[Collected data]
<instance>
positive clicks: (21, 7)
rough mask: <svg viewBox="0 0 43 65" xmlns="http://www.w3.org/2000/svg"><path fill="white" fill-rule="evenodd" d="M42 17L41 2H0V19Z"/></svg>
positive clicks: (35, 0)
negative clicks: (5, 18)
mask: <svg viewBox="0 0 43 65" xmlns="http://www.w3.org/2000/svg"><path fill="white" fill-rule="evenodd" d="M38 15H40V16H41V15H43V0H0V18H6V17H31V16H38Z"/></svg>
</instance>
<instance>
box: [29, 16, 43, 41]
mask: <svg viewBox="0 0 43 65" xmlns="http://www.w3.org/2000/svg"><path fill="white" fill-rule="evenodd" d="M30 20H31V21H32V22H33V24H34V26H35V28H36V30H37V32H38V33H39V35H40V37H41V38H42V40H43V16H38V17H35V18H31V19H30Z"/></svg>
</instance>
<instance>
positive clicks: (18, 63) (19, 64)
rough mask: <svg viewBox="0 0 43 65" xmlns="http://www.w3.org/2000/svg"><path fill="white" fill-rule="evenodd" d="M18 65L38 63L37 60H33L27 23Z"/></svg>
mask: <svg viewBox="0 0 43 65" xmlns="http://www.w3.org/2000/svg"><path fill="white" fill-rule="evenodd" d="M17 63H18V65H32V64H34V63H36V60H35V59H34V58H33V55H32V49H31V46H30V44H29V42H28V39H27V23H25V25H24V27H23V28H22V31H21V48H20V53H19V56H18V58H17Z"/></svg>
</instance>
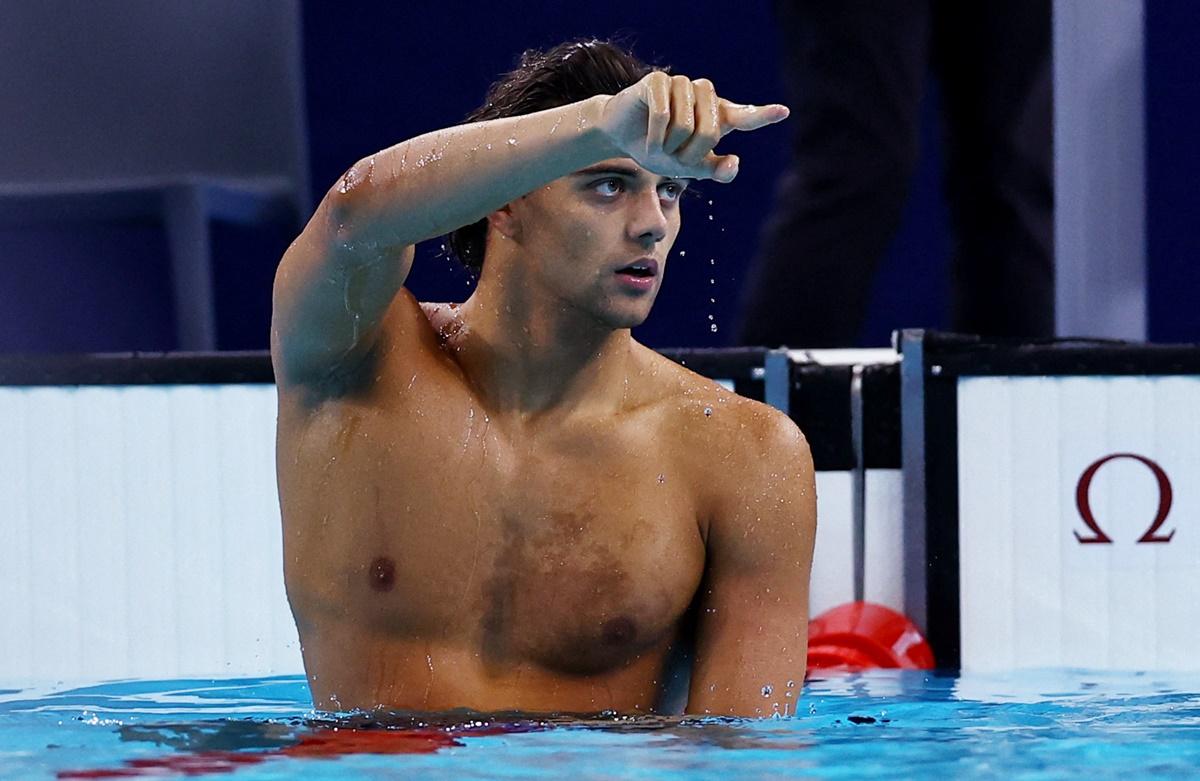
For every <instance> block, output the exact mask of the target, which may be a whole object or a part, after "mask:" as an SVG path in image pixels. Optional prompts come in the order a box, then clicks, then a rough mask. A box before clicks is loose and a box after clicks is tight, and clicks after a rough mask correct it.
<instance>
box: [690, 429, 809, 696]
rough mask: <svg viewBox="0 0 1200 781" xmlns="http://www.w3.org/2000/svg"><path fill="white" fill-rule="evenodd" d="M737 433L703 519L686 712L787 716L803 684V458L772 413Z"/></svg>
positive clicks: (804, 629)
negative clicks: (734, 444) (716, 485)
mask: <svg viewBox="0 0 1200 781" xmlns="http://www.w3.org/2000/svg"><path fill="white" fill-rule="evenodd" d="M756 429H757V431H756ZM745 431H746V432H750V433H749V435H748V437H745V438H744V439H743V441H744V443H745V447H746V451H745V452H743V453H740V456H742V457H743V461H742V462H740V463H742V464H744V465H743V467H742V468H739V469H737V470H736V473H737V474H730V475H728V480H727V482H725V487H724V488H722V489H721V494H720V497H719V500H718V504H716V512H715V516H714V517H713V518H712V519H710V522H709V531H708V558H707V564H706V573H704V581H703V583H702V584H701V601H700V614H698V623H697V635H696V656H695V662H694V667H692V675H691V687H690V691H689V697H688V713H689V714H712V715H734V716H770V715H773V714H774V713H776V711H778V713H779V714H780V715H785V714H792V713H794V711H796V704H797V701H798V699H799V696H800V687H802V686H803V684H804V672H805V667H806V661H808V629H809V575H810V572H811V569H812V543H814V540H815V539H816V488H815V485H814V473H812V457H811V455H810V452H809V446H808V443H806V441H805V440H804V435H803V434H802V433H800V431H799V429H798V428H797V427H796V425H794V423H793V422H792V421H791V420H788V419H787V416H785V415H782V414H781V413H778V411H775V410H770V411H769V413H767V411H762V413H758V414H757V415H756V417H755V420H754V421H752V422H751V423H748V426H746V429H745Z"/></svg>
...
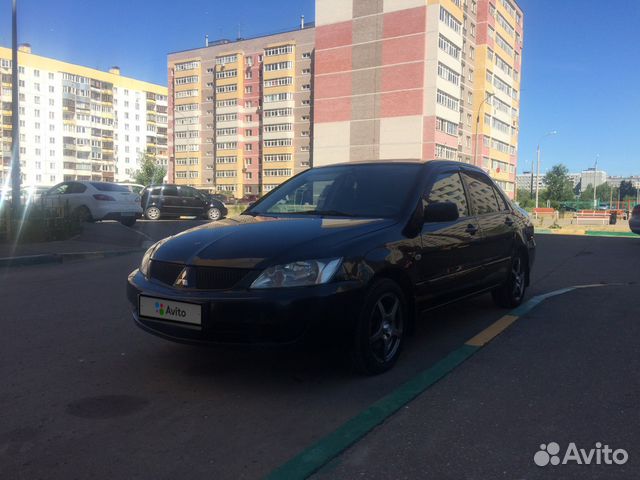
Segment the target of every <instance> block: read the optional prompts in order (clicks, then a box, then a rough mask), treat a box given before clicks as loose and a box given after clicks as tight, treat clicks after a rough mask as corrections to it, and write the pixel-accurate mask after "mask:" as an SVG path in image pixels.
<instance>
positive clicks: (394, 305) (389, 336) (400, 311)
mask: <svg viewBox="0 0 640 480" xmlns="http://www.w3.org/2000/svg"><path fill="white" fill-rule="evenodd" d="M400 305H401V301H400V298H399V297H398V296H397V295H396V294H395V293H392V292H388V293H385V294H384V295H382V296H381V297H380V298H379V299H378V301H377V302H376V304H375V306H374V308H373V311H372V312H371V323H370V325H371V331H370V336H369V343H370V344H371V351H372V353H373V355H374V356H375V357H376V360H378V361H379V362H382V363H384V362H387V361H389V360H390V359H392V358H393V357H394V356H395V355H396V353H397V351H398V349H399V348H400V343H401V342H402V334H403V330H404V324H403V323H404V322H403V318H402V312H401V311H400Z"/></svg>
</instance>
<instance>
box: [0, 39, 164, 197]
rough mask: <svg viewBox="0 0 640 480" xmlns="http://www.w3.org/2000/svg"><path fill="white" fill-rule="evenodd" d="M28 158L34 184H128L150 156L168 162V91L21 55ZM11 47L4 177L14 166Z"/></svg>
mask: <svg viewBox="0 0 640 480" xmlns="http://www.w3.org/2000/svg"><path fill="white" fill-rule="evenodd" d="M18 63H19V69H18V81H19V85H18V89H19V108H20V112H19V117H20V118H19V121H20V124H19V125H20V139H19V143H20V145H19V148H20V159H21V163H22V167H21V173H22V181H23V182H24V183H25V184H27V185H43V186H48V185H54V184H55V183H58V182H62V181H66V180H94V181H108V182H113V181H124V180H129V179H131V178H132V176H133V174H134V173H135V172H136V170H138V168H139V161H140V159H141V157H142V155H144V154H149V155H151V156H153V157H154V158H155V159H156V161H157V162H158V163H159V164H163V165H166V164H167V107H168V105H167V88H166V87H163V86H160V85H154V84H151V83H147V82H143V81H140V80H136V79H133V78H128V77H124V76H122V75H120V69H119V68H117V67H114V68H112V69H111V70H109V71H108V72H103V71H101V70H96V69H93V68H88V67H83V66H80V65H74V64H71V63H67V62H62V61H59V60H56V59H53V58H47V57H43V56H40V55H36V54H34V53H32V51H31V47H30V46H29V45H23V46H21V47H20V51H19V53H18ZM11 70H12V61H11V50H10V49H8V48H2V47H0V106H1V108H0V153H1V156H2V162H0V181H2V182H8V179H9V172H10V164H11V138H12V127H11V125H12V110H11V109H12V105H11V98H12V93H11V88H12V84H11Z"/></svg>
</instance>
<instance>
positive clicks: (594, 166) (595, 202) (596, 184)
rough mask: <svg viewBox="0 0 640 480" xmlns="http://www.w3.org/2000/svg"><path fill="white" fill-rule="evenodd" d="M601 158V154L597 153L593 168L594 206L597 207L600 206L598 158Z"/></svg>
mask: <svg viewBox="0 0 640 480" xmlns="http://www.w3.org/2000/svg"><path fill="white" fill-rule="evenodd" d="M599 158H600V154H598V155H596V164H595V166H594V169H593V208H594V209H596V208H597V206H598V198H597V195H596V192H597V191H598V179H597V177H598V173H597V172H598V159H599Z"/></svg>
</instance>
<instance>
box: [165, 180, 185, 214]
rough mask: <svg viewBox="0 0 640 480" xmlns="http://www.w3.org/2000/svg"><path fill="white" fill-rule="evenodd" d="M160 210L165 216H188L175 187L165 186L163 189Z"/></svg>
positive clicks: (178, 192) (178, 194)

-- Exercise --
Identify each line in the records above that contains the string "every", and copy those lines in full. Case counts.

-- Worked solution --
For every <instance> block, output the exact mask of the target, which may be a whole object or a part, after "mask:" as an SVG path in image pixels. Optional prompts come in the order a box, then clicks, then a rough mask. A box before clicks is loose and a box after clicks is tight, and clicks after a rough mask correct it.
Segment the target of every <instance> block: read the optional prompts in order (clicks, then a box, then a rough mask), treat a box given before clicks as loose and a box given after clicks as tight, treat clicks after a rough mask as corrections to it, and write the pixel-accurate mask after "mask:" as an SVG path in image pixels.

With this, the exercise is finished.